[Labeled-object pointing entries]

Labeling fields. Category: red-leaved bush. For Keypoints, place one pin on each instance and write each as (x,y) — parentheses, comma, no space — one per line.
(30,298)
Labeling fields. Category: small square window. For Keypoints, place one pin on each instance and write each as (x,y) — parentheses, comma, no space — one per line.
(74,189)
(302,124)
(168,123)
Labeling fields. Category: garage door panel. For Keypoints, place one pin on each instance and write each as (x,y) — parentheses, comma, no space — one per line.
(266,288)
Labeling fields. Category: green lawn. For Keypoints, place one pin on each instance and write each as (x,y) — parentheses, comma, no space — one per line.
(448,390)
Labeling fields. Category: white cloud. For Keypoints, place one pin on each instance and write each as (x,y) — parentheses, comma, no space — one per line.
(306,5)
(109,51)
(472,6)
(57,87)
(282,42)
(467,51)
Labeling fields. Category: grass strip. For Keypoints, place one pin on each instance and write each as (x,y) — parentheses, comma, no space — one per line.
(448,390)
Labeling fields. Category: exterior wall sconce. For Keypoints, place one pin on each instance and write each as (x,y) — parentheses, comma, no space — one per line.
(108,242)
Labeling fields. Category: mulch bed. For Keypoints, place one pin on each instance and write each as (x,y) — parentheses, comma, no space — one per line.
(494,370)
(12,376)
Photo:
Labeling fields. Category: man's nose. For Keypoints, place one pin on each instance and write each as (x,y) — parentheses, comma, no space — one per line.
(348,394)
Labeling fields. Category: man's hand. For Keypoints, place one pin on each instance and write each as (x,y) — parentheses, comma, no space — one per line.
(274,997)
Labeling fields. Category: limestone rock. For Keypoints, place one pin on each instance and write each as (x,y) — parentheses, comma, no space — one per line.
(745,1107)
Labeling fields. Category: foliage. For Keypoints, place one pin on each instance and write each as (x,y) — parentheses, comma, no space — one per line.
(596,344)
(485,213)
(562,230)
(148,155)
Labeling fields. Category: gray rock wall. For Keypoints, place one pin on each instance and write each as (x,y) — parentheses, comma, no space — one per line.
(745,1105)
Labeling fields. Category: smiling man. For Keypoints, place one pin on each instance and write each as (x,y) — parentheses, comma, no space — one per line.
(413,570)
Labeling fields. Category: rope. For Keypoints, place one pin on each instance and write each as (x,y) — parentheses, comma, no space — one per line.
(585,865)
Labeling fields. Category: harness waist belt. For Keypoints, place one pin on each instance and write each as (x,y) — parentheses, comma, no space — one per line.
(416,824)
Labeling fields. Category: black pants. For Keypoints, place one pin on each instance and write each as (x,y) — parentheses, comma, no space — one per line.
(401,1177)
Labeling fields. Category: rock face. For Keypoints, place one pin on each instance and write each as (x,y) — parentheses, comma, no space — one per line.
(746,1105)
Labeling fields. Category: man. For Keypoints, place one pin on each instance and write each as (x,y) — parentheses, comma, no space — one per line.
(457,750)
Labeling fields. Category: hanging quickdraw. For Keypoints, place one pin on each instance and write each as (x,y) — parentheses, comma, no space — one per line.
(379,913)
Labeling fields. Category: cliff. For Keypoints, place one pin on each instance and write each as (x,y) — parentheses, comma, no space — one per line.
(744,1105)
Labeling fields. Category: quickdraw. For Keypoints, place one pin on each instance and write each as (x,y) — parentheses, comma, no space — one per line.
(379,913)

EXERCISE DETAILS:
All entries shown above should be printed again exactly.

FULL SOLUTION:
Labeling fields. Category: red-leaved bush. For Keypoints, place one pin on each instance and write each as (x,y) — parentheses, comma, no space — one per line.
(30,298)
Labeling fields. Category: small square window. For Keypoints, place one pin on each instance and write each as (x,y) — parentheses, comma, no space — one per line.
(74,189)
(302,124)
(168,123)
Labeling fields. Category: garage door panel. For Keypoints, place one pin on each instance and write each as (x,y) — parentheses, comma, no space — one per line.
(266,288)
Labeling fields. Category: green lawn. For Keypoints, place one pin on each instance and write each as (x,y) — parentheses, comma, no space — one per line.
(448,390)
Labeling fields. Category: white cloud. For Keypoints, place one pin on each instance and write each as (x,y) — parentheses, comma, no space — one per line.
(306,5)
(109,51)
(472,6)
(57,87)
(282,42)
(467,51)
Labeling fields. Category: grass strip. For Keypoints, place one pin on each instance and write each as (x,y) — parentheses, comma, no space — one per line.
(448,390)
Labeling fields. Category: exterior wall sconce. For Keypoints, place one pin on each instance and write each as (x,y) — parentheses, comma, no space — one per line.
(108,242)
Labeling fields. Category: mulch bed. For Keypoints, place one pin on each instance and write each as (x,y) — parentheses, comma, no space — one per line.
(494,370)
(12,376)
Photo:
Labeling fields. Category: man's nose. For Keypoints, place one pin on each instance and write each as (x,y) — parentheses, comma, no space — one per line.
(348,394)
Labeling fields. Category: man's hand. For Keypoints, place one pin on each instance and write each as (x,y) — parentheses, comma, no space — one per line.
(274,997)
Labeling fields. Category: limestone rock. For Keypoints, place one pin on each instance and write each as (x,y) — parentheses, comma, no space — one per line.
(745,1107)
Labeling fields. Category: foliage. For Keypoints, place one pin on each instance and write each as (x,y) — parentheses, comma, no space — one per line.
(596,344)
(485,213)
(562,230)
(148,155)
Labeling fields. Category: gray rock wall. For Keypoints, place one pin on each instance and write each as (x,y) — parentheses, comma, no space — one per line.
(745,1105)
Labeling fields. Category: smiling man. For Keypoints, place one pin on each instance and write each as (x,y) — parentheses, comma, no space — one per line.
(413,570)
Labeling fields. Category: rope. For Keypoints, place one pin on each instance and write each as (x,y) — parentheses, comma, no space — one per line.
(585,865)
Labeling fields. Category: harness waist belt. For Keypoints, place one pin on each instance and write each as (x,y) — parentheses, comma, no space — one per line.
(416,824)
Labeling fields. Category: black pants. For Keypoints, place one pin on each instance and write each as (x,y) — parentheses, comma, no space — one per line.
(401,1177)
Labeling fields. Category: rock face. For Keypoints, place one pin on each instance and write each as (x,y) — parentheses, comma, no space — one per line.
(746,1105)
Labeling fields. Category: man. For Keypoints, place one pin on each instance and write each as (x,y) — parentheses, comma, no space — one per line.
(457,750)
Labeling fields. Category: hanging quickdraw. For Keypoints, place one pin on each instance and write each as (x,y) — parentheses, comma, no space — one per line.
(379,913)
Labeling fields. Category: cliff. For Keypoints, place one pin on each instance and write each as (x,y) — parentheses, comma, no space — one per line.
(744,1105)
Labeling fields. Category: quickdraw. For Keypoints, place one pin on each instance and write each as (x,y) — parentheses, comma, no space — one per line.
(379,913)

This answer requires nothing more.